**Text section:**
* Begin *

The function used now is script_score, which can be slow for large data samples since it does a brute force comparison with all vectors using the similarity function. This PR replaces it with the approximate knn search, more performant because it only scans the closest neighbours. The similarity functions available for knn can be easily configured in the index mapping by setting the correct name.

We would also like to contribute to the documentation, should that be done in a different PR?

Thank you @JM-Lab for the original implementation, would you like to review these changes?

(Disclosure: I work for Elastic)

JM-Lab · 2024-04-17T15:38:25Z

Hi @l-trotta,

Thanks for the update. I liked how script_score was quick to implement due to available examples, but I'm pleased we're switching to KNN for better performance.

I find the automatic creation of index mappings convenient; however, for my projects, I typically need to define these mappings in advance. Could we consider adding an option to provide index mappings directly in the constructor?

Additionally, could you check if the code at ElasticsearchAiSearchFilterExpressionConverter.java needs any improvements?

I'm also looking forward to the official documentation for the Elasticsearch vector store of the Spring AI project, which I think @tzolov will address.

l-trotta · 2024-04-22T16:44:01Z

Hi @JM-Lab,

Since the index mapping can be added with createIndexMapping(), and in most cases the autoconfiguration is enough, we chose not to add the mapping to the constructor to make it easier to configure it at the start.

The filter converter looked fine to me!
Thanks again for your work.

tzolov · 2024-04-30T07:02:35Z

@l-trotta , thank you for the improvements.
Could you please rebase and update your PR after the #633 merge.

l-trotta · 2024-05-06T15:31:19Z

Updated! I'd like to explain why I removed the dense-vector-indexing property: quoting the documentation,

If true, you can search this field using the kNN search API. Defaults to true.

And since this implementation uses kNN search, setting this to false would make the data unsearchable.

ezimuel · 2024-06-10T07:16:48Z

@tzolov what's the status of this PR? Thanks.

tzolov · 2024-06-16T08:51:18Z

@l-trotta thanks for your contribution and thank you for your patience.

While reviewing the PR i've noticed that you have removed the capability to override the similarityFunction at runtime?
Is there any particular reason to reduce this flexibility? Either way it renders this ElasticsearchVectorStoreAutoConfigurationIT almost useless?
If there are not strong reasons to have this immutable perhaps we should re-enable the withSimilarityFunction setter?

tzolov

Thanks @l-trotta ,
It looks good but there few things that needs clarification/fixing. Please check my comments.
Looking forward for merging this improvement.

tzolov · 2024-06-16T09:27:09Z

spring-ai-spring-boot-autoconfigure/pom.xml

@@ -281,6 +282,12 @@
 			<optional>true</optional>
 		</dependency>

+		<dependency>


What is the reason to add the elasticsearch-java explicitly here? As it is already defined in the vector-store dependenies?

* End *

**Data provided:**

* Begin *

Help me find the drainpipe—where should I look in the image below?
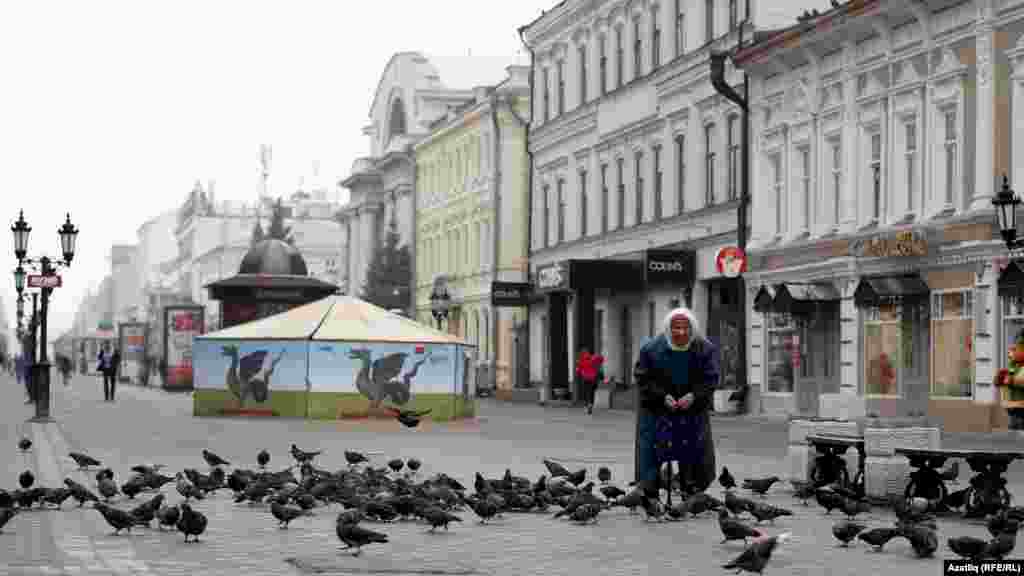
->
[711,20,751,412]
[520,27,537,389]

* End *

**Stated exercise 1:**
In the pull request discussion, rewrite the passage starting with "I find the automatic" and going on through "in the constructor?", substituting "builder" for "constructor".
**Stated exercise 2:**
Answer these questions using the pull request discussion:
(a) Which function does the pull request replace with approximate knn search?
(b) Which property did l-trotta remove?
(c) Which setter does tzolov suggest re-enabling?
**Stated exercise 3:**
Continue the pull request discussion from the point where it ends.

**Final result 1:**
I find the automatic creation of index mappings convenient; however, for my projects, I typically need to define these mappings in advance. Could we consider adding an option to provide index mappings directly in the builder?

**Final result 2:**
(a) script_score
(b) The dense-vector-indexing property
(c) The withSimilarityFunction setter

**Final result 3:**
tzolov · 2024-06-16T09:29:12Z

...csearch-store/src/main/java/org/springframework/ai/vectorstore/ElasticsearchVectorStore.java

-		this.similarityFunction = COSINE_SIMILARITY_FUNCTION;
-	}
-
-	public ElasticsearchVectorStore withSimilarityFunction(String similarityFunction) {


Is it required to remove the ability to change the similarity function at runtime?
This by the way breaks the ElasticsearchVectorStoreAutoConfigurationIT tests.

l-trotta · 2024-06-17T09:53:12Z

@tzolov Thank you for the review, I'll explain my changes:

Removal of the withSimilarityFunction setter: in elasticsearch the similarity function is defined as a mapping property of the index and cannot be changed, trying to update the property in the mapping will result in the following error:

{
  "error": {
    "root_cause": [
      {
        "type": "illegal_argument_exception",
        "reason": """Mapper for [embedding] conflicts with existing mapper:
    Cannot update parameter [similarity] from [dot_product] to [cosine]"""
      }
    ],
    "type": "illegal_argument_exception",
    "reason": """Mapper for [embedding] conflicts with existing mapper:
    Cannot update parameter [similarity] from [dot_product] to [cosine]"""
  },
  "status": 400
}

so the only way to change mapping is to create another index, and in this case a new vector store instance.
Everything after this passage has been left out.